[Opening GIVEN TEXT section]

The final estimates for the compound feed production for the EU-27 (Greece, Malta and Luxembourg excluded) in 2011 (given by FEFAC members) showed total production estimates to be 151 million tonnes, i.e. 0.3% below the figure for 2010. Pig and cattle feed have seen their production fall, respectively by -0.6% and -2.1%, whereas poultry feed increased by 1.1%, thereby confirming its position of leading segment of compound feed slightly above pig feed.
The most important factors which have weighed on the EU feed demand in 2011 were the still fragile economic situation of the pig sector and the high feed material costs. With regard to ruminants, the severe drought in the first months led to a lower forage harvest during the spring cut but this was offset by the good autumnal weather conditions that favoured grass growth.

[Closing GIVEN TEXT section]

## INSTRUCTIONS TO FOLLOW:
From the text on EU compound feed production, extract the passage that begins at the words "The most important" and stops after "favoured grass growth.", copying it word for word.

[Opening RECORDS SUPPLIED section]

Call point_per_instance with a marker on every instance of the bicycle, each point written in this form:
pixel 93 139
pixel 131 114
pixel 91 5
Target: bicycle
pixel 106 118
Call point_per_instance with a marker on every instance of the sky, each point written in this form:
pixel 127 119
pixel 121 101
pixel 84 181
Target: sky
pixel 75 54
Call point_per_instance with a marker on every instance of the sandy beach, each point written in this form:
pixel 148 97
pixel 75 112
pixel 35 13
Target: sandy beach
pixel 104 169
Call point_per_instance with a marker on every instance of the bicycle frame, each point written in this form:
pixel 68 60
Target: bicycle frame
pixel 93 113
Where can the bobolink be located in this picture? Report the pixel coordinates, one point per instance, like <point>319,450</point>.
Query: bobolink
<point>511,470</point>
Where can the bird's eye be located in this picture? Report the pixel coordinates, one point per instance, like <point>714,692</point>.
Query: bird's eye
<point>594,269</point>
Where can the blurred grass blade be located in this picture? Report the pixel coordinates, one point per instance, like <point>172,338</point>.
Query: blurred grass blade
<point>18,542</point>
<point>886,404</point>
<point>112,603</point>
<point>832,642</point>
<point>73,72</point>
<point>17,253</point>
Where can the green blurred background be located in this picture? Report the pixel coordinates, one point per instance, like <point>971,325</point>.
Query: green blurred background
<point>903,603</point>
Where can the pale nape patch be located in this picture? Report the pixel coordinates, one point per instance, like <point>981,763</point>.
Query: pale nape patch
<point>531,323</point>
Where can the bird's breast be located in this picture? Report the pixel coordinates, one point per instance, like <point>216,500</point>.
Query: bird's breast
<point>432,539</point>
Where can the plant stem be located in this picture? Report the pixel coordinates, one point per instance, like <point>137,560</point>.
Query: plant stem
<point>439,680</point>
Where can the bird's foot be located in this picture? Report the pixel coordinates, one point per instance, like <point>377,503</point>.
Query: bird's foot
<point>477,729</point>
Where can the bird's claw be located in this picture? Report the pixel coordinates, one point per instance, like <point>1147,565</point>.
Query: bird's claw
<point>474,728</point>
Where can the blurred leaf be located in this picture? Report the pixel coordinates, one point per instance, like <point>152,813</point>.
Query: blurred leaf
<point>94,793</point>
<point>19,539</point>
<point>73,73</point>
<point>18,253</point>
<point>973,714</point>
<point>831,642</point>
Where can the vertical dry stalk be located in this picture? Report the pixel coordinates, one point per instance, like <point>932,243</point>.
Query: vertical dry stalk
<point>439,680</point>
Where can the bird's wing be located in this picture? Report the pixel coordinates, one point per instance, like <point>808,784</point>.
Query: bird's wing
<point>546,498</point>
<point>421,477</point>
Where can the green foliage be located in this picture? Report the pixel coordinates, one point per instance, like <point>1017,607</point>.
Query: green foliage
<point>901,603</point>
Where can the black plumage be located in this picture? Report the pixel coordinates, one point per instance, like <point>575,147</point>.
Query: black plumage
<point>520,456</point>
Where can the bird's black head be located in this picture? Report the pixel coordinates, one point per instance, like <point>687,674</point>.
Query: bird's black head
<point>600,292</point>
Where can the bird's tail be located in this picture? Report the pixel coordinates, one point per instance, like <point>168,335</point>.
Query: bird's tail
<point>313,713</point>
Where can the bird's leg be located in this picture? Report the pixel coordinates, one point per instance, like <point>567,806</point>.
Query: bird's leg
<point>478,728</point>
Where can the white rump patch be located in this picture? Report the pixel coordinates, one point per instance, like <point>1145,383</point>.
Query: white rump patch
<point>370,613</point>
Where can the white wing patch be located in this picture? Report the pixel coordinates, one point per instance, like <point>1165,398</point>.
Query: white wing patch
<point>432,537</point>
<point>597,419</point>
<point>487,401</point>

[Closing RECORDS SUPPLIED section]

## TASK OUTPUT:
The most important factors which have weighed on the EU feed demand in 2011 were the still fragile economic situation of the pig sector and the high feed material costs. With regard to ruminants, the severe drought in the first months led to a lower forage harvest during the spring cut but this was offset by the good autumnal weather conditions that favoured grass growth.